[Begin DATA ENTRIES]

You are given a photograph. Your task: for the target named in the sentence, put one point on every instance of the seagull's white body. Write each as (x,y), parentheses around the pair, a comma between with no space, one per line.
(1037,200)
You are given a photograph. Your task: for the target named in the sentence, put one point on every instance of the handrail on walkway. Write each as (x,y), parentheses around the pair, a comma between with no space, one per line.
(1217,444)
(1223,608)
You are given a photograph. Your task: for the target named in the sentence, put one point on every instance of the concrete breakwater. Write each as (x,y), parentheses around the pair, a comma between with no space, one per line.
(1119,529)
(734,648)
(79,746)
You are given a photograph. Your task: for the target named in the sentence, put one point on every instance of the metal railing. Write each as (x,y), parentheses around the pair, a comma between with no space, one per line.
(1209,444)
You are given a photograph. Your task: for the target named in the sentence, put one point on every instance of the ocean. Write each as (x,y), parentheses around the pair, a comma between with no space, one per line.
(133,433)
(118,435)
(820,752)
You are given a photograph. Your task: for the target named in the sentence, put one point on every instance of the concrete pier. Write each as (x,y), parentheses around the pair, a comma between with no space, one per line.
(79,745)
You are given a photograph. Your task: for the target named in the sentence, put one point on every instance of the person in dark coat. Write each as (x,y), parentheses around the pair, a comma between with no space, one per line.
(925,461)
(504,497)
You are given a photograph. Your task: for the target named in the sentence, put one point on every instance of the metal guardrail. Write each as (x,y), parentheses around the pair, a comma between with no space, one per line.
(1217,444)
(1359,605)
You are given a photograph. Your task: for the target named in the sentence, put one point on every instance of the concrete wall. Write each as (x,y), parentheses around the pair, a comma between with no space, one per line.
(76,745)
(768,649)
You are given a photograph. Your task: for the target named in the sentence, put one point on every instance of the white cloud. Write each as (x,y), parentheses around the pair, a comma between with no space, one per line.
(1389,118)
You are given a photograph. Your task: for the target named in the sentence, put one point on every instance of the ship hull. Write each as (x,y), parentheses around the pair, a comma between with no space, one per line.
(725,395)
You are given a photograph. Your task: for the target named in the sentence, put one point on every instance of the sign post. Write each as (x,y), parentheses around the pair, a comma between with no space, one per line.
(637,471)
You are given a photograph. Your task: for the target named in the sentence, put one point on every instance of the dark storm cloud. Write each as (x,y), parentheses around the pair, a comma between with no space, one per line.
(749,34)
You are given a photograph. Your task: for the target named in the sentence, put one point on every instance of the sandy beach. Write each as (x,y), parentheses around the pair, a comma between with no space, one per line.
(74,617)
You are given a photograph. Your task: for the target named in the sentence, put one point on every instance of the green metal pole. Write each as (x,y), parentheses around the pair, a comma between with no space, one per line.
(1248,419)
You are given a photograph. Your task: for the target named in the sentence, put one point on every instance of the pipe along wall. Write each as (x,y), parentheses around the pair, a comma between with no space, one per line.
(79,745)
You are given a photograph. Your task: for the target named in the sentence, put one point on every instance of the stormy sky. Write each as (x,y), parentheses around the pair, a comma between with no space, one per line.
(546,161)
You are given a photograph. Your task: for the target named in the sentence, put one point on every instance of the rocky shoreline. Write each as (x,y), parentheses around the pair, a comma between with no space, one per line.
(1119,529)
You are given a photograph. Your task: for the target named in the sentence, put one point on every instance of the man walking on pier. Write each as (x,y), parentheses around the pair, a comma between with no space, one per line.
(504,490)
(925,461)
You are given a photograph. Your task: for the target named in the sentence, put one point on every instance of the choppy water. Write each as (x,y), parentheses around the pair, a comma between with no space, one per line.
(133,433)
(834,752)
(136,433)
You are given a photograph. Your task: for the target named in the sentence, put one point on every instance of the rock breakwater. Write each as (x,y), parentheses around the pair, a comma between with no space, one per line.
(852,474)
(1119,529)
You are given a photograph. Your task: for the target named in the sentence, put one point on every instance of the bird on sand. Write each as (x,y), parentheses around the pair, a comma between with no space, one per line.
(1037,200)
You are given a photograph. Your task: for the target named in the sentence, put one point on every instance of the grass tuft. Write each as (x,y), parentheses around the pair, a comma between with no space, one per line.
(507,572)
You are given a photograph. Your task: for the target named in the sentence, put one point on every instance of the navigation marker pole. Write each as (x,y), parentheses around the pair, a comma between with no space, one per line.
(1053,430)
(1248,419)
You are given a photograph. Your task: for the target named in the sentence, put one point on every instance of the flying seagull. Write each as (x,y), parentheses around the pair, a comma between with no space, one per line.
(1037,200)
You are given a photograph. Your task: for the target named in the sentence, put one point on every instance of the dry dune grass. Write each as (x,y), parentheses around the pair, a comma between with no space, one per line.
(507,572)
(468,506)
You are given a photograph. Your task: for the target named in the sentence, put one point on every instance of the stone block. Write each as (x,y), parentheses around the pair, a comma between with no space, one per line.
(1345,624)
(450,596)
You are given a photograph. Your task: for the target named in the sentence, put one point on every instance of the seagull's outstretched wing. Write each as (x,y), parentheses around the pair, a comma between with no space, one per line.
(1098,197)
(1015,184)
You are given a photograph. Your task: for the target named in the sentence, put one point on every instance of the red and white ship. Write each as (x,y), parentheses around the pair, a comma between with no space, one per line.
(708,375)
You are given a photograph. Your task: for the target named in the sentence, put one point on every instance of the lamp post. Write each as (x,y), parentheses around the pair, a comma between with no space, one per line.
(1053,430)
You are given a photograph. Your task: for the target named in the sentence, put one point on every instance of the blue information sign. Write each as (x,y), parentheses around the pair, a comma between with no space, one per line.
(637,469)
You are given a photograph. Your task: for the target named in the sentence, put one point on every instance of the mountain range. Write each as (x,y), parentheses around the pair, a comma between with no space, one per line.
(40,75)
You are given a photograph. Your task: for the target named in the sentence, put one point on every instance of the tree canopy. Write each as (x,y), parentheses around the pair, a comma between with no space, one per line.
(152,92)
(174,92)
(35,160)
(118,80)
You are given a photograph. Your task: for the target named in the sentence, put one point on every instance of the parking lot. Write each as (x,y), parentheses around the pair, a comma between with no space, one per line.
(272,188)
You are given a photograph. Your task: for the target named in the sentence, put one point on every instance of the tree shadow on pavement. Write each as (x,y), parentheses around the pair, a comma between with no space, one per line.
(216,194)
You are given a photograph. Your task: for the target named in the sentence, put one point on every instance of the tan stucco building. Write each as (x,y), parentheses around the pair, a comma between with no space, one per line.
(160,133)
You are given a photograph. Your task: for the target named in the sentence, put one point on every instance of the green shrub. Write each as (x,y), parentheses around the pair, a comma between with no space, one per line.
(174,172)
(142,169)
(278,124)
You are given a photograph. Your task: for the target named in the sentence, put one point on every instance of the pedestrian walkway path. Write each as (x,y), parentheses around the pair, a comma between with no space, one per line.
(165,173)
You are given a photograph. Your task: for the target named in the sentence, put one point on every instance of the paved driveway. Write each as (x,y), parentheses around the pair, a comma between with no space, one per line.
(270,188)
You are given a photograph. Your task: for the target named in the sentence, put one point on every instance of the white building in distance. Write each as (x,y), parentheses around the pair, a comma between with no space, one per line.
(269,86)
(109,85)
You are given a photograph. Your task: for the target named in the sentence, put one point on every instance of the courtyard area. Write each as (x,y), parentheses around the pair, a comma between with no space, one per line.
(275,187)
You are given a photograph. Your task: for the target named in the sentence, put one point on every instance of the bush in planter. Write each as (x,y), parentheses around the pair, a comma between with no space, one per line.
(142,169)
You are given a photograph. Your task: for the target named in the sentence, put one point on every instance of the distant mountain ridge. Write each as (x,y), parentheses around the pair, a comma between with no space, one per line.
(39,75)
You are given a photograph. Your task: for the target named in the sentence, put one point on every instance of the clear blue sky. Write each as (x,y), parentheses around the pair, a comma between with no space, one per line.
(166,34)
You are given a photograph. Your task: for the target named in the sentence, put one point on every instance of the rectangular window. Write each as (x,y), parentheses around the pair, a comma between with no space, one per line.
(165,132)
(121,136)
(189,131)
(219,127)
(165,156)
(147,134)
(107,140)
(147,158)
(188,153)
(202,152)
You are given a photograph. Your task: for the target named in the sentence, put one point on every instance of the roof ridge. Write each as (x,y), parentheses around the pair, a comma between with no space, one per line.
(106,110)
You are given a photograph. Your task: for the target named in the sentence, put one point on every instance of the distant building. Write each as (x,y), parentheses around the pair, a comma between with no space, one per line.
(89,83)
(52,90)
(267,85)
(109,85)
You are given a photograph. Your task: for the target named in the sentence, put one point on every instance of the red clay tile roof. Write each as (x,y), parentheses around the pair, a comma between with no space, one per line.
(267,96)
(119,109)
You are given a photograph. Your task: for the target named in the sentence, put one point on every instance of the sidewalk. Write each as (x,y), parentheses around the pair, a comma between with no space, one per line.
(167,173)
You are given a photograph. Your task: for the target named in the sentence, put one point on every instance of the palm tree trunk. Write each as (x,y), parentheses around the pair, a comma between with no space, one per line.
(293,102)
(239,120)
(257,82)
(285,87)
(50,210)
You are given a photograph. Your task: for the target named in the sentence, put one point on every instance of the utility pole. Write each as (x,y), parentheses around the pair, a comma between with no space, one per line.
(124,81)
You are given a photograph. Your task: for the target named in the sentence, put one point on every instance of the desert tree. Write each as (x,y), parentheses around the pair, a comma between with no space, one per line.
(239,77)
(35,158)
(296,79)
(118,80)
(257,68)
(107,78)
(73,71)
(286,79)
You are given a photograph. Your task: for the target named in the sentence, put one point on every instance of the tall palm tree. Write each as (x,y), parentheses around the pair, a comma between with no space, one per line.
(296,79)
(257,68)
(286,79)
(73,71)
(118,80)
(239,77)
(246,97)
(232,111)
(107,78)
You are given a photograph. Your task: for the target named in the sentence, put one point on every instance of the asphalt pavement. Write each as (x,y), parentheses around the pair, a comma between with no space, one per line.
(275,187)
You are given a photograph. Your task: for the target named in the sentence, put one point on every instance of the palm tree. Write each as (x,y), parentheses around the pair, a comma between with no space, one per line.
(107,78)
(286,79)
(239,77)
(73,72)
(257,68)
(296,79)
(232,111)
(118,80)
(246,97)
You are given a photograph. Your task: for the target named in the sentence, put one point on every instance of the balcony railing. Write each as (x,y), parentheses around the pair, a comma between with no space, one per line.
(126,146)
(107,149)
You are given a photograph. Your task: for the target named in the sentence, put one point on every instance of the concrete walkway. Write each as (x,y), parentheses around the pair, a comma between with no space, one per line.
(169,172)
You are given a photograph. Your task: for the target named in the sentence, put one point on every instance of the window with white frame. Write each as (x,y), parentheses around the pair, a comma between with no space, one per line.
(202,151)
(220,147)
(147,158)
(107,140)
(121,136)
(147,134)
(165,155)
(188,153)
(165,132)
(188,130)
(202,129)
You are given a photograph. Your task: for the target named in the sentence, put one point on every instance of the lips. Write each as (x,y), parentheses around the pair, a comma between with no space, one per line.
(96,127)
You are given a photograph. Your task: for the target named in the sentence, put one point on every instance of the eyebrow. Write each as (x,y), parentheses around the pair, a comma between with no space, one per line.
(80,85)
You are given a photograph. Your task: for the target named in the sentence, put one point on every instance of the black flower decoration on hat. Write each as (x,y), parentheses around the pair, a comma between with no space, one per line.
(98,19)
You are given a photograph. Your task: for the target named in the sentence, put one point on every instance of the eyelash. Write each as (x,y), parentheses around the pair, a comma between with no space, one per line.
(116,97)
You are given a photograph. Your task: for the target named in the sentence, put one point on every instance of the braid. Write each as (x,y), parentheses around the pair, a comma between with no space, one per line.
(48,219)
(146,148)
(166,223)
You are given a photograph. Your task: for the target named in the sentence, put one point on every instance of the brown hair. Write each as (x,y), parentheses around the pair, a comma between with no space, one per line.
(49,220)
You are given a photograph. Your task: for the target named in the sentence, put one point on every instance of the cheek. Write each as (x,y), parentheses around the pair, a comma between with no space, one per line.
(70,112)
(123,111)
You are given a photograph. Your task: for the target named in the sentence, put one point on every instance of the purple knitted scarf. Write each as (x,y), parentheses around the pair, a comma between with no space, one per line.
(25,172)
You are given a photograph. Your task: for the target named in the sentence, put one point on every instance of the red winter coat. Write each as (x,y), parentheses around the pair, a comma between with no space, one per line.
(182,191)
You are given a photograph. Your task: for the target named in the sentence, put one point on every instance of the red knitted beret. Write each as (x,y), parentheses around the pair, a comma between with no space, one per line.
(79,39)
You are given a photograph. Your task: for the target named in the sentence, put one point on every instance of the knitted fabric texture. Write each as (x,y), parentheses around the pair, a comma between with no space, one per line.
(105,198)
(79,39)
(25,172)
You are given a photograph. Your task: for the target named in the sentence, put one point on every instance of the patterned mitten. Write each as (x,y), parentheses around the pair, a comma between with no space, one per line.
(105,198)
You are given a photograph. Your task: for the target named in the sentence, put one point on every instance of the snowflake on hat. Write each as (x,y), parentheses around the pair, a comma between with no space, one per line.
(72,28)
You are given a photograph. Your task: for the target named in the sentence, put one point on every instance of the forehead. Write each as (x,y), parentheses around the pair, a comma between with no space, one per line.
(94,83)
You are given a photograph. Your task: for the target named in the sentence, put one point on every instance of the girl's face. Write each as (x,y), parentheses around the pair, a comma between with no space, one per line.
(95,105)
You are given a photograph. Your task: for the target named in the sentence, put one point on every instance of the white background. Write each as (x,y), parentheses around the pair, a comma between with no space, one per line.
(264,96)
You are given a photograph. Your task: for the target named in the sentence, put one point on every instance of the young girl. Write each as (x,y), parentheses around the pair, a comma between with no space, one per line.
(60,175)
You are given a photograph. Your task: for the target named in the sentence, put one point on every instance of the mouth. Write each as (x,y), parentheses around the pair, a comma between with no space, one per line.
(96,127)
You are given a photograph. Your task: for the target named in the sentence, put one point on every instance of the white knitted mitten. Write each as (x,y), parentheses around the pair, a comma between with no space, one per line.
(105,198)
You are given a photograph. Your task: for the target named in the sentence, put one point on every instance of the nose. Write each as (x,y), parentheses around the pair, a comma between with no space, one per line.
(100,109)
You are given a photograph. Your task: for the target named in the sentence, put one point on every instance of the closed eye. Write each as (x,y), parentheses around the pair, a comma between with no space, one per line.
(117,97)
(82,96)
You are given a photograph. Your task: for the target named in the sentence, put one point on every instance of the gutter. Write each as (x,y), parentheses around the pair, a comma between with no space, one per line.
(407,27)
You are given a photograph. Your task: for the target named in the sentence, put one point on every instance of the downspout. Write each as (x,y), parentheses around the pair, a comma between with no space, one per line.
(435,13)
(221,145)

[End DATA ENTRIES]

WRITTEN TASK —
Emit verbatim the lines running from the one with "of the young" through the last line of the data, both endpoints inclusive.

ANSWER IN FULL —
You are given a photograph. Your task: for the target named in the sentence, put one point on every instance of the young girl. Write each as (x,y), parentheses around the pair, a comma between with no space, one per line.
(60,175)
You are given a photograph. Your task: for the target named in the sentence, put one point on every instance of the mouth. Write each as (x,y), parentheses around the pair, a comma between with no space, one per line.
(96,127)
You are given a photograph. Your task: for the target named in the sentence, put one point on every instance of the white knitted mitten. Write each as (x,y), parentheses around the pair, a comma between with no space, one per line.
(105,198)
You are given a photograph. Your task: for the target named in the sentence, put one point on every instance of the nose. Write each as (x,y), parentheses around the pair, a comma between with no space, one per line.
(100,109)
You are given a photograph. Your task: for the target named in the sentence, put one point on every instance of the closed eye. Write each as (x,y), parentheses around the pair, a comma between with no space, one per line.
(117,97)
(82,96)
You are given a photograph. Your task: for the target named in the sentence, put one point on every instance of the gutter. Write each as (x,y), parentheses around the pair, a comma between with no space, one per line.
(407,27)
You are given a photograph. Your task: for the target named in the sentence, put one point on every instance of the downspout. Write each as (x,y), parentheses around the pair, a comma between with no space, one per line.
(435,13)
(221,145)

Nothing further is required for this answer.